▶ **What you will do**
[1] In the press release, starting at "FOR IMMEDIATE RELEASE" and ending at "of his sentence.", rewrite the passage with "fired" swapped out for "dismissed".
[2] According to the press release, why was a second employee asked to look into the discrepancy in the customer's account? Answer in one to three sentences.
[3] Continue the press release about the casino rewards theft from the point where it ends.

▶ **Quoted passage**
* begin *

FOR IMMEDIATE RELEASE
January 8, 2010

WALTER ANTHONY MOSES, 28, an enrolled member of the Tulalip Tribe was sentenced today in U.S. District Court in Seattle to three months in prison, three years of supervised release including three months of home electronic monitoring for Theft of Funds from a Gaming Establishment on Indian Lands. MOSES had been employed as a Rewards Club Supervisor until he was fired on May 22, 2008, when the thefts were discovered. U.S. District Judge John C. Coughenour ordered MOSES to pay $19,994 in restitution as part of his sentence.

According to records filed in the case, in May 2008, a casino patron complained that $500 worth of “Rewards Club” points were missing from her account. Casino customers earn rewards points based on the amount of gambling they do at the casino. The points can be redeemed for merchandise, food or cash. MOSES was initially assigned to review the reported discrepancy. Four days later a second employee was asked to look into the apparent discrepancy in the account because MOSES had not addressed it. The casino investigation revealed that MOSES had debited points from a number of customer accounts and issued vouchers to his friends and relatives who then cashed the vouchers and returned some of the money to MOSES. In five days during May 2008, MOSES issued 18 vouchers for nearly $8,000 to people other than reward points customers. Surveillance video captured MOSES working at a computer terminal and then providing the voucher to a relative who cashed it in. Further investigation revealed that the thefts from the customer rewards accounts had begun as early as January and totaled nearly $20,000.

* end *

▶ **Supplied records**
* begin *

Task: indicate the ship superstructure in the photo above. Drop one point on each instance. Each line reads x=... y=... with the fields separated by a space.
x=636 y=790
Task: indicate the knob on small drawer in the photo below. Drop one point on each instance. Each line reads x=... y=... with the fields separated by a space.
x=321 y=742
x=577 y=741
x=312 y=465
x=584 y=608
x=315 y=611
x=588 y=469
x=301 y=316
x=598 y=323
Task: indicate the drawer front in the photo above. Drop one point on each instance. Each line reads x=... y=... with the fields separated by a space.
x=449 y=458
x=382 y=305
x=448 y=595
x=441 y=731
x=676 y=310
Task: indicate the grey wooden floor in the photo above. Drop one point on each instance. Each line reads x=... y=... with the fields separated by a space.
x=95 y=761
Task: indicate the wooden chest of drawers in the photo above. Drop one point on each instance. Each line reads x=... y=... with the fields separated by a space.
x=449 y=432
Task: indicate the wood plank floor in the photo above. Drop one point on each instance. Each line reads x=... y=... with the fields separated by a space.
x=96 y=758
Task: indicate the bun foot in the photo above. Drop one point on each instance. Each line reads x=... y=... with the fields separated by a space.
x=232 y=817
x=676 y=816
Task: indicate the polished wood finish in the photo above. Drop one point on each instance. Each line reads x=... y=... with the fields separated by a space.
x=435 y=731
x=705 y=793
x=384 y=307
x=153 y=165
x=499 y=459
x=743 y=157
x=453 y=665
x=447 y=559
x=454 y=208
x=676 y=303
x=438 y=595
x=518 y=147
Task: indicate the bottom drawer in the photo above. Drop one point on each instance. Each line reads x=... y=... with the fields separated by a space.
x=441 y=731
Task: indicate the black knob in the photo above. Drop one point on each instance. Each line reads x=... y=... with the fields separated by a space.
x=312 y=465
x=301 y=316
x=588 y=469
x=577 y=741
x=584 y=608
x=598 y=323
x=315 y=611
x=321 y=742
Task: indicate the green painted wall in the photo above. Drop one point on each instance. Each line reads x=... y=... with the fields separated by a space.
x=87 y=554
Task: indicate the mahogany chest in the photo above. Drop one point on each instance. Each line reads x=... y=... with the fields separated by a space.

* end *

▶ **Answers below**
[1]
FOR IMMEDIATE RELEASE
January 8, 2010

WALTER ANTHONY MOSES, 28, an enrolled member of the Tulalip Tribe was sentenced today in U.S. District Court in Seattle to three months in prison, three years of supervised release including three months of home electronic monitoring for Theft of Funds from a Gaming Establishment on Indian Lands. MOSES had been employed as a Rewards Club Supervisor until he was dismissed on May 22, 2008, when the thefts were discovered. U.S. District Judge John C. Coughenour ordered MOSES to pay $19,994 in restitution as part of his sentence.

[2] Moses had first been assigned to review the reported discrepancy but had not addressed it. Four days later, a second employee was asked to look into it.

[3]
MOSES was indicted in May 2009, and entered a guilty plea in September 2009.

In asking that MOSES serve a prison sentence, Assistant United States Attorney J. Tate London noted that “The money lost to the Tulalip Tribes would have been used for important tribal purposes,” and that it is important to deter others who may be tempted to steal from the tribal casinos.

The case was investigated by the FBI and the Tulalip Police Department.

The case is being prosecuted by Assistant United States Attorney J. Tate London. Mr. London is the Tribal Liaison for the United States Attorney’s Office.